*DATA EXCERPTS*
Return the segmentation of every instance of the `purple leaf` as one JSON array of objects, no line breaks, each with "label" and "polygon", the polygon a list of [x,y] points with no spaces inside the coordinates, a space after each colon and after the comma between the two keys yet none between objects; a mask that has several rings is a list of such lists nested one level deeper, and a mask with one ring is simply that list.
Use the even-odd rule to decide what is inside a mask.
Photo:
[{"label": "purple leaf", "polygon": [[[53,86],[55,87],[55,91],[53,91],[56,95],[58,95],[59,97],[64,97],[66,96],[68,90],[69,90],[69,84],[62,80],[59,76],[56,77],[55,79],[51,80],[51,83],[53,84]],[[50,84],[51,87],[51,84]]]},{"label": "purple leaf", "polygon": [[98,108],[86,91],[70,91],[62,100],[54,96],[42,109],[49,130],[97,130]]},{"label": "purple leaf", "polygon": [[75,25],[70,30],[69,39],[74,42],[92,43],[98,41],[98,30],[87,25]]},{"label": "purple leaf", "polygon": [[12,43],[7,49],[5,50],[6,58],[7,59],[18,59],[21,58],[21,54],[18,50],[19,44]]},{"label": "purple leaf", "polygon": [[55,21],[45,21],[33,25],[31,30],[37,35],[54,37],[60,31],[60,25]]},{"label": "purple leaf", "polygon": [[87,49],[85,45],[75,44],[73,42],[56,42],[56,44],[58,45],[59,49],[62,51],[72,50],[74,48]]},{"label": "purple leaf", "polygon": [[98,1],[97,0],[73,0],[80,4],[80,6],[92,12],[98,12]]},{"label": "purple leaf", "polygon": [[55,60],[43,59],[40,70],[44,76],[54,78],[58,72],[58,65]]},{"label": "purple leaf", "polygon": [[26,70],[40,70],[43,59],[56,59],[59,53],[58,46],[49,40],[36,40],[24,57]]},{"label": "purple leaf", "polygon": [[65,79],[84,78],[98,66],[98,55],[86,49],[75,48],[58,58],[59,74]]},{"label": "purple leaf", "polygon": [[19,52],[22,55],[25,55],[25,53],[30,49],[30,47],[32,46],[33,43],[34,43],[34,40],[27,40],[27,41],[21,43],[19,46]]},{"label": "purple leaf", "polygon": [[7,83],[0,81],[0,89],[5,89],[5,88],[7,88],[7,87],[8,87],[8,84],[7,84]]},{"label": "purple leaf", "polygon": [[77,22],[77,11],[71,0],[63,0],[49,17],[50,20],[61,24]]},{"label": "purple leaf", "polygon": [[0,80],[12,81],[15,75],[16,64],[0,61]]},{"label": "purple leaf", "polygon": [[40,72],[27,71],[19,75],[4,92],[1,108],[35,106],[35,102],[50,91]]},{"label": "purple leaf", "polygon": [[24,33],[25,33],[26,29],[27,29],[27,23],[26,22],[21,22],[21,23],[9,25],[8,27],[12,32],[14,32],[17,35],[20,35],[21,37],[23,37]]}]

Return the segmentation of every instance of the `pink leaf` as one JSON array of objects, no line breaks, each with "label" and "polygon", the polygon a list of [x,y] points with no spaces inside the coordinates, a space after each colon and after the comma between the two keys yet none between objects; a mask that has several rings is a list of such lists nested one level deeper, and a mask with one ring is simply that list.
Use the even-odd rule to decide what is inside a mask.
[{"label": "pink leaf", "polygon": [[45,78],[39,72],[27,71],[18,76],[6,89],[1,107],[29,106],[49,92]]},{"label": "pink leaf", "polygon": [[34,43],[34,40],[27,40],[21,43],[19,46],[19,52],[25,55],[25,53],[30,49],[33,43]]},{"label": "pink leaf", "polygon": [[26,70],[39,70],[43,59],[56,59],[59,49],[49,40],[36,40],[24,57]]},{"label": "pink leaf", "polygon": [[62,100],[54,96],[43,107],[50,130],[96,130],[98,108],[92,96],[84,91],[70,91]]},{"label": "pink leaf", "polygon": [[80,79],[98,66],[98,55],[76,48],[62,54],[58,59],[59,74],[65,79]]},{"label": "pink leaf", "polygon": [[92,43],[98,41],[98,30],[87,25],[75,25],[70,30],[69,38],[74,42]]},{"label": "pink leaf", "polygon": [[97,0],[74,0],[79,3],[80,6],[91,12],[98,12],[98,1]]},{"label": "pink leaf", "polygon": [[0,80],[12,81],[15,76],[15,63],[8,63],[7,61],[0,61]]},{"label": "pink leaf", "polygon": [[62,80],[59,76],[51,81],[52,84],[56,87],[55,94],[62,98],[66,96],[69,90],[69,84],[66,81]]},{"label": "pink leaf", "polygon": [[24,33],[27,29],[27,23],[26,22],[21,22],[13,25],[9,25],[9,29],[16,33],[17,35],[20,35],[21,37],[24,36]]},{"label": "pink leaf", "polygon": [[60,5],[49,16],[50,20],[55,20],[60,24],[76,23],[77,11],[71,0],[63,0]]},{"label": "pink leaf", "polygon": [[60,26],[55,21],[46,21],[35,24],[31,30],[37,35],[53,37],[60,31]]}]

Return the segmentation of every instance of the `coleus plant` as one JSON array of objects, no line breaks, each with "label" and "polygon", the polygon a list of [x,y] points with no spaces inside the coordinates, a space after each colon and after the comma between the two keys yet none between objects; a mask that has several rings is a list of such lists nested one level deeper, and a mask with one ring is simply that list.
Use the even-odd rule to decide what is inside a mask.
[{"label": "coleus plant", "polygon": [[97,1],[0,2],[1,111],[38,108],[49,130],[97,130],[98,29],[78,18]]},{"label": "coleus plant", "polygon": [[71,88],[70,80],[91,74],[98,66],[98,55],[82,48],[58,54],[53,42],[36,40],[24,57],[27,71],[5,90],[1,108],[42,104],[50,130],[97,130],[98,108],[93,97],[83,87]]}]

*WHAT YOU SHOULD DO*
Each record must be returned exactly as it is written.

*REPLY*
Return the segmentation of every instance of the `purple leaf` as one JSON array of objects, no line breaks, each with "label" and "polygon", the polygon a list of [x,y] points with no spaces inside the coordinates, a space after each colon and after the comma between the two keys yet none between objects; a mask that has several rings is a list of such lists nested one level deeper, and a mask with one ring is simply that list.
Use the even-odd rule to decide what is inside a mask.
Photo:
[{"label": "purple leaf", "polygon": [[[53,86],[55,87],[55,91],[53,91],[56,95],[58,95],[59,97],[64,97],[66,96],[68,90],[69,90],[69,84],[62,80],[59,76],[56,77],[55,79],[51,80],[51,83],[53,84]],[[50,84],[51,87],[51,84]]]},{"label": "purple leaf", "polygon": [[98,108],[86,91],[70,91],[62,100],[54,96],[42,109],[49,130],[97,130]]},{"label": "purple leaf", "polygon": [[75,25],[70,30],[69,39],[74,42],[92,43],[98,41],[98,30],[87,25]]},{"label": "purple leaf", "polygon": [[12,43],[7,49],[5,50],[6,58],[7,59],[18,59],[21,58],[21,54],[18,50],[19,44]]},{"label": "purple leaf", "polygon": [[55,21],[45,21],[33,25],[31,30],[37,35],[54,37],[60,31],[60,25]]},{"label": "purple leaf", "polygon": [[87,49],[85,45],[75,44],[73,42],[56,42],[56,44],[58,45],[59,49],[62,51],[72,50],[74,48]]},{"label": "purple leaf", "polygon": [[98,1],[97,0],[73,0],[80,4],[80,6],[92,12],[98,12]]},{"label": "purple leaf", "polygon": [[55,60],[43,59],[40,70],[44,76],[54,78],[58,72],[58,65]]},{"label": "purple leaf", "polygon": [[26,70],[40,70],[43,59],[56,59],[59,53],[58,46],[49,40],[36,40],[24,57]]},{"label": "purple leaf", "polygon": [[65,79],[84,78],[98,66],[98,55],[86,49],[75,48],[58,58],[59,74]]},{"label": "purple leaf", "polygon": [[19,52],[22,55],[25,55],[25,53],[30,49],[30,47],[32,46],[33,43],[34,43],[34,40],[27,40],[27,41],[21,43],[19,46]]},{"label": "purple leaf", "polygon": [[7,83],[0,81],[0,89],[5,89],[5,88],[7,88],[7,87],[8,87],[8,84],[7,84]]},{"label": "purple leaf", "polygon": [[77,22],[77,11],[71,0],[63,0],[49,17],[50,20],[61,24]]},{"label": "purple leaf", "polygon": [[0,80],[12,81],[15,75],[16,64],[0,61]]},{"label": "purple leaf", "polygon": [[40,72],[27,71],[19,75],[4,92],[1,108],[35,106],[35,102],[50,91]]},{"label": "purple leaf", "polygon": [[24,33],[25,33],[26,29],[27,29],[27,23],[26,22],[21,22],[21,23],[9,25],[8,27],[12,32],[14,32],[17,35],[20,35],[21,37],[23,37]]}]

Return the segmentation of every instance of the `pink leaf` as one JSON array of objects, no line breaks, each with "label" and "polygon", the polygon a list of [x,y] points with no spaces inside the coordinates, a space after each colon and after the comma between the two keys yet none between objects; a mask that has several rings is a list of such lists nested one level deeper, and a mask with one ring is simply that list.
Use the even-odd rule to decide what is inside a mask.
[{"label": "pink leaf", "polygon": [[45,78],[39,72],[27,71],[18,76],[6,89],[1,107],[29,106],[49,92]]},{"label": "pink leaf", "polygon": [[34,43],[34,40],[27,40],[21,43],[19,46],[19,52],[25,55],[25,53],[30,49],[33,43]]},{"label": "pink leaf", "polygon": [[26,70],[39,70],[43,59],[56,59],[59,49],[49,40],[36,40],[24,57]]},{"label": "pink leaf", "polygon": [[62,100],[54,96],[43,107],[50,130],[96,130],[98,108],[92,96],[84,91],[70,91]]},{"label": "pink leaf", "polygon": [[80,79],[98,66],[98,55],[76,48],[62,54],[58,59],[59,74],[65,79]]},{"label": "pink leaf", "polygon": [[92,43],[98,41],[98,30],[87,25],[75,25],[70,30],[69,38],[74,42]]},{"label": "pink leaf", "polygon": [[97,0],[74,0],[79,3],[80,6],[91,12],[98,12],[98,1]]},{"label": "pink leaf", "polygon": [[0,80],[12,81],[15,76],[15,63],[8,63],[7,61],[0,61]]},{"label": "pink leaf", "polygon": [[62,80],[59,76],[51,81],[52,84],[56,87],[55,94],[62,98],[66,96],[69,90],[69,84],[66,81]]},{"label": "pink leaf", "polygon": [[24,33],[27,29],[27,23],[26,22],[21,22],[13,25],[9,25],[9,29],[16,33],[17,35],[20,35],[21,37],[24,36]]},{"label": "pink leaf", "polygon": [[60,5],[49,16],[50,20],[55,20],[60,24],[76,23],[77,11],[71,0],[63,0]]},{"label": "pink leaf", "polygon": [[60,26],[55,21],[46,21],[35,24],[31,30],[37,35],[53,37],[60,31]]}]

Return the segmentation of every instance of the `coleus plant` as one JSON array of objects, no line breaks, each with "label" and "polygon", the polygon a list of [x,y] points with no spaces inside the coordinates, a space after each colon and after the comma between the two keys yet none between objects; a mask that has several rings is a list of such lists nested one level deeper, and a mask with one ring is simply that list.
Use the even-odd rule to decide what is inside a mask.
[{"label": "coleus plant", "polygon": [[97,1],[0,2],[1,111],[38,108],[49,130],[97,130],[98,29],[78,18]]},{"label": "coleus plant", "polygon": [[71,88],[70,80],[91,74],[98,66],[98,55],[82,48],[58,54],[53,42],[36,40],[24,57],[27,71],[5,90],[1,108],[42,104],[50,130],[97,130],[98,108],[93,97],[83,87]]}]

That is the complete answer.